**Given text**
A Connective History of Qing Art: Visuality, Images and Imaginaries

Participants

Miriam Basilio is Assistant Professor of Art History and Museum Studies at New York University, where she has been since 2005. She was previously Curatorial Assistant at The Museum of Modern Art, where she co-curated Tempo (2002) and Latin American and Caribbean Art: MoMA at El Museo (2004). Her research interests include the history of visual, print, and exhibition culture during the Spanish Civil War, the Franco dictatorship and contemporary art, museums, and the the politics of memory today, the subject of her first book. Another are of research interest is the history of collection displays at The Museum of Art during the 1940s-1950s in relation to the creation of the category “Latin American art” in the United States, as it moved within, and outside of, the Western Modernist canon, the subject of her second book. She has published in publications for exhibitions held at The Metropolitan Museum of Art, International Center of Photography, Museu Picasso, Barcelona, and the Museo Nacional Centro de Arte Reina Sofia, Madrid.

Chen Kaijun is completing his PhD degree at Columbia University. He received his B.A (2005) in from Fudan University, Shanghai and his Maitrise from Sorbonne-Paris I in 2007. He was a Mellon visiting fellow at Needham Research Institute of Science and Technology in Cambridge, UK. His dissertation focuses on the porcelain production in Jingdezhen under Tang Ying’s supervision during the first half of 18th century. His research interest concentrates on the cultural history of craftsmanship and the transmission of practical knowledge via media including illustration, textual treatise and accomplished products, especially ceramics and textile. In his free time, he dips into the art of Central Asia.

**Work required**
Please return the participant bios above word for word, from the title through the final sentence.

**Available data**

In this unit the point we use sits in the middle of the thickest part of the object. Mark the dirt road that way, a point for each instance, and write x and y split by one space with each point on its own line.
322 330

**Response for this exercise**
A Connective History of Qing Art: Visuality, Images and Imaginaries

Participants

Miriam Basilio is Assistant Professor of Art History and Museum Studies at New York University, where she has been since 2005. She was previously Curatorial Assistant at The Museum of Modern Art, where she co-curated Tempo (2002) and Latin American and Caribbean Art: MoMA at El Museo (2004). Her research interests include the history of visual, print, and exhibition culture during the Spanish Civil War, the Franco dictatorship and contemporary art, museums, and the the politics of memory today, the subject of her first book. Another are of research interest is the history of collection displays at The Museum of Art during the 1940s-1950s in relation to the creation of the category “Latin American art” in the United States, as it moved within, and outside of, the Western Modernist canon, the subject of her second book. She has published in publications for exhibitions held at The Metropolitan Museum of Art, International Center of Photography, Museu Picasso, Barcelona, and the Museo Nacional Centro de Arte Reina Sofia, Madrid.

Chen Kaijun is completing his PhD degree at Columbia University. He received his B.A (2005) in from Fudan University, Shanghai and his Maitrise from Sorbonne-Paris I in 2007. He was a Mellon visiting fellow at Needham Research Institute of Science and Technology in Cambridge, UK. His dissertation focuses on the porcelain production in Jingdezhen under Tang Ying’s supervision during the first half of 18th century. His research interest concentrates on the cultural history of craftsmanship and the transmission of practical knowledge via media including illustration, textual treatise and accomplished products, especially ceramics and textile. In his free time, he dips into the art of Central Asia.